Exercise brief: List every line of the material that contains the string "sherwin", copying each such line in full. Case counts, so only matches with the same capitalization qualify.

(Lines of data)
========================

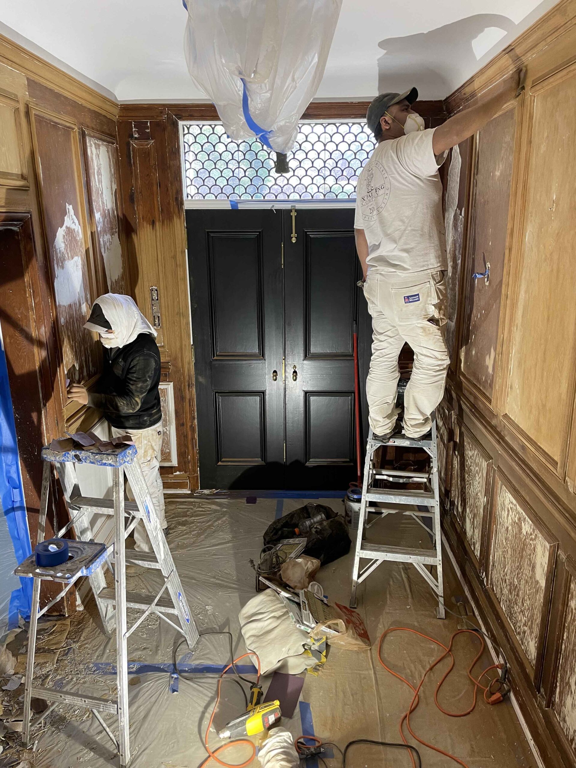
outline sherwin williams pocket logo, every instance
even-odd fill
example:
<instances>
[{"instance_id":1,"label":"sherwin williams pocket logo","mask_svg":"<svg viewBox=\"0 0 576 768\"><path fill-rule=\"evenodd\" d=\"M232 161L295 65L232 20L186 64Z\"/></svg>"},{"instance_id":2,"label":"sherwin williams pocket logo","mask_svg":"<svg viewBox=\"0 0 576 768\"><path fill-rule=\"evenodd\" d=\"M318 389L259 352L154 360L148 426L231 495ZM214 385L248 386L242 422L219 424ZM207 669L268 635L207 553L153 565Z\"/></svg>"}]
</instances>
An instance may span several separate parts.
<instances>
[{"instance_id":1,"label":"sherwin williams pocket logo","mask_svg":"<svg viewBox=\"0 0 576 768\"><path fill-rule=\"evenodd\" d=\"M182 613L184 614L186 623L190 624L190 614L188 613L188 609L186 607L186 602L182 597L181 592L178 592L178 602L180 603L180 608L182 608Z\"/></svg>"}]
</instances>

========================

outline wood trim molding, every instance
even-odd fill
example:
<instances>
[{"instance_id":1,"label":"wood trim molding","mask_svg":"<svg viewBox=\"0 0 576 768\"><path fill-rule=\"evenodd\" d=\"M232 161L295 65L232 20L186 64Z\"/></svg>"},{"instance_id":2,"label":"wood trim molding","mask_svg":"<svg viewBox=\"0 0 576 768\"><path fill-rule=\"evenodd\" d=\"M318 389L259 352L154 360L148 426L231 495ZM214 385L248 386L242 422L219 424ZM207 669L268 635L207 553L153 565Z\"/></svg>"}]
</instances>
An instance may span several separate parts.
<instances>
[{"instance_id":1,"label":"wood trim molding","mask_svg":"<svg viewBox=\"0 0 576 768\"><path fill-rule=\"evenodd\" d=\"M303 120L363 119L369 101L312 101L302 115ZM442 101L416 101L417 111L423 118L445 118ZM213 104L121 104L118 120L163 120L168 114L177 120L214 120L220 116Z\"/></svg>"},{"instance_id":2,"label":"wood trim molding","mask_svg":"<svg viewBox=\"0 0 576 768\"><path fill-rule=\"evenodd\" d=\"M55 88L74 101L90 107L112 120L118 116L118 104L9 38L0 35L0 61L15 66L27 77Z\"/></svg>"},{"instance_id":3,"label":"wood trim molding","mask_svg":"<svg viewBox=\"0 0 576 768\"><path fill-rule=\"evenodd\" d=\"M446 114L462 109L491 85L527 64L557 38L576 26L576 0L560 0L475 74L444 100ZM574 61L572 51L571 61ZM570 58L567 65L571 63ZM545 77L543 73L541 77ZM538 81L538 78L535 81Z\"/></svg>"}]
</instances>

========================

Answer:
outline sherwin williams pocket logo, every instance
[{"instance_id":1,"label":"sherwin williams pocket logo","mask_svg":"<svg viewBox=\"0 0 576 768\"><path fill-rule=\"evenodd\" d=\"M232 161L295 65L232 20L186 64Z\"/></svg>"},{"instance_id":2,"label":"sherwin williams pocket logo","mask_svg":"<svg viewBox=\"0 0 576 768\"><path fill-rule=\"evenodd\" d=\"M318 389L259 352L154 360L148 426L231 495ZM214 385L248 386L242 422L219 424ZM207 669L268 635L207 553L153 565Z\"/></svg>"}]
[{"instance_id":1,"label":"sherwin williams pocket logo","mask_svg":"<svg viewBox=\"0 0 576 768\"><path fill-rule=\"evenodd\" d=\"M182 613L184 614L186 623L190 624L190 614L188 613L188 609L186 607L186 602L182 597L181 592L178 592L178 602L180 603L180 608L182 608Z\"/></svg>"}]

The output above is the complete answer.